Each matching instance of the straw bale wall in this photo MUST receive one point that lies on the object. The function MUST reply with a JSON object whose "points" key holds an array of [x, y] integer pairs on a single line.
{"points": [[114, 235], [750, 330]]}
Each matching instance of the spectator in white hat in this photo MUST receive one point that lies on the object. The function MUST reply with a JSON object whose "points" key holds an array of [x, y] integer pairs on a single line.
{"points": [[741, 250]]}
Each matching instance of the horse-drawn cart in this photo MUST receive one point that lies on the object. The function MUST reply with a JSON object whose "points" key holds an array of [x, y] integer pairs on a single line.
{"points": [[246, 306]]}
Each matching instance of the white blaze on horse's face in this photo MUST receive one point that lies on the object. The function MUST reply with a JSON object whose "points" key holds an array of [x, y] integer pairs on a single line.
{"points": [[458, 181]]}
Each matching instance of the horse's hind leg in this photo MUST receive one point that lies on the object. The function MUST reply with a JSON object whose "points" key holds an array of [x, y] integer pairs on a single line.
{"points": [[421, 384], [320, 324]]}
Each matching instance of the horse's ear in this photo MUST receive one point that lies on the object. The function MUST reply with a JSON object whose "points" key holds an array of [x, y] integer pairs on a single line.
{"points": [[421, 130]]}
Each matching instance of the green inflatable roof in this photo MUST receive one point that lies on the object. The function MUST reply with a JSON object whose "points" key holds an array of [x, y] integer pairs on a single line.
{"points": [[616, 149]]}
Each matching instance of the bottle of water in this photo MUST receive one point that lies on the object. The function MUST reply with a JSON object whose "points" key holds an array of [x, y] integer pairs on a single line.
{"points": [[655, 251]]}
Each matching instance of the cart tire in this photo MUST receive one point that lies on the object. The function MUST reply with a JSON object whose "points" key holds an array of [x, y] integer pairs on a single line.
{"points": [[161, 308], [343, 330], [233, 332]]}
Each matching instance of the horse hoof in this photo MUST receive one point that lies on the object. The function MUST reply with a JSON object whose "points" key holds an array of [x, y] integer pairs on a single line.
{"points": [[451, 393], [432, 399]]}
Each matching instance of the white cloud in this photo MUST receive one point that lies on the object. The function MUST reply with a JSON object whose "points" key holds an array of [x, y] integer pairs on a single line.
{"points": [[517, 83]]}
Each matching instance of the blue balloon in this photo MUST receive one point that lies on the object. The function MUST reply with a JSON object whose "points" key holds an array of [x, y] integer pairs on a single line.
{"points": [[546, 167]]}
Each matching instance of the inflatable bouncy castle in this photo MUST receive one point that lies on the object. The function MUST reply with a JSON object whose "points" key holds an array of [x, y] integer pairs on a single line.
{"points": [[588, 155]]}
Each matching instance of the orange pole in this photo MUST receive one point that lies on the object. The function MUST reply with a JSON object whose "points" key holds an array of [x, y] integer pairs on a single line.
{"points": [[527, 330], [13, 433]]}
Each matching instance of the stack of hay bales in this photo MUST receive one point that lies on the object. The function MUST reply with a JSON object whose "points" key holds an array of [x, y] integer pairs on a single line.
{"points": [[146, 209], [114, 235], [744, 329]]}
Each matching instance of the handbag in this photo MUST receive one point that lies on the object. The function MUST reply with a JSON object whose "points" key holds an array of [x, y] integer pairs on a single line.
▬▬▬▬▬▬
WHAT THE TASK REQUIRES
Beginning at the line that holds "Each matching instance of the stack", reproduce each line of the records above down to and including the last one.

REPLY TO THE TASK
Each matching instance of the stack of hay bales in this photo MUST receive one point that lies on the object. The function MUST reply with a JSON object whose "points" key holds an array of [x, y] integer pairs on a single line.
{"points": [[146, 209], [114, 235], [744, 329]]}
Each matching instance of the handbag in this photo MUST receive one point that lies on the object. The function MUST reply with a JSON object whose "points" key holds an array of [x, y] integer pairs on a single line.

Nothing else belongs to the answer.